Given instruction —
Copy the Impala story word for word, from "Five days later, I" to "had come true.".

## Start Text block

Thanks for Making My Dreams Come True

Writing : Pencil and money over paper report Stock Photo
    
            I drove BMW's for twenty years.  I loved the way they handled.  Working as a private eye, I felt safer in them, could maneuver through traffic better.  But after 20 years of rolling over the leases, I was paying $799 a month.  And the repairs resulted in killer bills.  Earlier in this decade, I began noticing the 1994-96 model Chevrolet Impala Super Sport with its monster engine and its sling-low race car look.  Every time I saw one, my heart went pitter-patter.  I dreamed of getting out from under the huge monthly BMW lease payment, but I couldn't because I had put so much mileage on the darn thing that it was up-side-down in value.  I dreamed of driving a black Chevy Impala, winding my way through traffic with the help from nearly 400 horses.  I even prayed to God that he make it possible for me to get out of the lease and into an Impala.  Several times, in fact.  Prayer.  Like, "Dear God, You know I need to lower my monthly payment, and You know how happy it would make me to have a black Chevy Impala SS, so please, dear Lord...."

        And then on a sunny afternoon at an intersection in Ventura, God answered my prayer.  As I entered the intersection at 35 miles per hour, a 300-pound woman wearing no seat belt made a left turn--sort of--in front of me in her 1989 Buick.  We hit head-on.  My airbag didn't deploy.  The impact turned the front of my Beamer into an accordion.  I was not injured.  Not a bump, not a scrape, not even a sore neck the next day.  After the impact that brought my car to a standstill in a millisecond, I sat there in the intersection of Main Street and Ventura Avenue, listening to her two kids cry from non-life-threatening head injuries (they weren't wearing their seat belts ), and, when I realized I was completely whole and feeling no pain, I closed my eyes and said:  "I'm gonna get my Impala!  Thank you, Jesus!"

        Five days later, I drove out of the Santa Paula Chevrolet dealership in a shiny black 1995 Chevrolet Impala SS for a bargain price of $18,000.00.  My dream had come true.

## End Text block
## Start Data block

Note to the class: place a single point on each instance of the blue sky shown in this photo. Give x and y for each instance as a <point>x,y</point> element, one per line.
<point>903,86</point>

## End Data block

Solution —
Five days later, I drove out of the Santa Paula Chevrolet dealership in a shiny black 1995 Chevrolet Impala SS for a bargain price of $18,000.00.  My dream had come true.